WHAT TO WORK ON: Render the lines from the one holding "query: Where is the house number plaque?" through the end of the rows, inclusive, as a numbered list, leaving out blank lines.

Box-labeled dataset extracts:
^^^^

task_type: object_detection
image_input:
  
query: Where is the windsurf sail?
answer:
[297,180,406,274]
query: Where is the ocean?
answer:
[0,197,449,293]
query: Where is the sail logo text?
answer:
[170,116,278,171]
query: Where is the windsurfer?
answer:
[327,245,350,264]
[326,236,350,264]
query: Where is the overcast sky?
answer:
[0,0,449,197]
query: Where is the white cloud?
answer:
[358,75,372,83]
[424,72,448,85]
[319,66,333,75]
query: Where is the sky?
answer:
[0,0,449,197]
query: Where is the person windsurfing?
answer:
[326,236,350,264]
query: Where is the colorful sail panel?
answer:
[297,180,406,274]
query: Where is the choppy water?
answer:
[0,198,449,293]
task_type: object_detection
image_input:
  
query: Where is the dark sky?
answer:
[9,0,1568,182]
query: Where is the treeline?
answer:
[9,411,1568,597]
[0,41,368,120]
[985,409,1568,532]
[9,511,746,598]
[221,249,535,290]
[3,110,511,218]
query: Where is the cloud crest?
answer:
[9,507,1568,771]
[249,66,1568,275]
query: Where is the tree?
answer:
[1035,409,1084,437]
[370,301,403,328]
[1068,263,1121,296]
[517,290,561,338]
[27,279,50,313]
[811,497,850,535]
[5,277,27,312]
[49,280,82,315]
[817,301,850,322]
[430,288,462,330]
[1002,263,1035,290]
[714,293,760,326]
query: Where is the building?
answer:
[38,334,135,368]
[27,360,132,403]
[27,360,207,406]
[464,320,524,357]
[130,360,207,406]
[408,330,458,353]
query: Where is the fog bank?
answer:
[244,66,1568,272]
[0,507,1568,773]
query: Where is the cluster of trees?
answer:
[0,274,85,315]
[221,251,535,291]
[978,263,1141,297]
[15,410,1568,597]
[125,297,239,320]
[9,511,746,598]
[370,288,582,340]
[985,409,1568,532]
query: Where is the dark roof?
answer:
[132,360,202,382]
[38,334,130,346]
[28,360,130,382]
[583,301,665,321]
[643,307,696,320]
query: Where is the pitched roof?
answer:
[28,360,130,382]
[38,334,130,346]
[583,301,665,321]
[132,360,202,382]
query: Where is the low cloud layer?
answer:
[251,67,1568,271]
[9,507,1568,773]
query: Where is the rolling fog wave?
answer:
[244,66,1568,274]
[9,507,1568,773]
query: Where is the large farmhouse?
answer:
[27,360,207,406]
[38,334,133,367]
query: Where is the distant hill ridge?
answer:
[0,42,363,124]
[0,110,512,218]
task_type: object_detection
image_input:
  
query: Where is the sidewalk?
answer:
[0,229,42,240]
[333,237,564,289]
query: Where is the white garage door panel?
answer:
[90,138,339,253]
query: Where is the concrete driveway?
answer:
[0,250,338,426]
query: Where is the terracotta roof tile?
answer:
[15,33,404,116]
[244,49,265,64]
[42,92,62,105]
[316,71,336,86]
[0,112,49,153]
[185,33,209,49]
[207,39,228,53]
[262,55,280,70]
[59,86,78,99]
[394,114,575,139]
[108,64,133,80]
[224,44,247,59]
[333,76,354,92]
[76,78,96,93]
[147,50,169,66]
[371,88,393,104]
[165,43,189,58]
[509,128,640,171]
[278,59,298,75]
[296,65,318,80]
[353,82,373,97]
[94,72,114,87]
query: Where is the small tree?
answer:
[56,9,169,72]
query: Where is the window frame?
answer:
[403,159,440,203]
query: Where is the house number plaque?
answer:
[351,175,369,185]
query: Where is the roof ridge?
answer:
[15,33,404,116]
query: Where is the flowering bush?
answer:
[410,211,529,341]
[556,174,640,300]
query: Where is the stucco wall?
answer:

^^^^

ANSWER TO THE TASK:
1. query: Where is the house number plaque?
2. answer:
3. [351,175,369,185]
4. query: Where is the roof ridge?
5. answer:
6. [15,33,404,116]
7. query: Where is the flowering bush?
8. answer:
9. [410,211,529,341]
10. [556,174,640,300]
11. query: Where is the stucco wall?
12. answer:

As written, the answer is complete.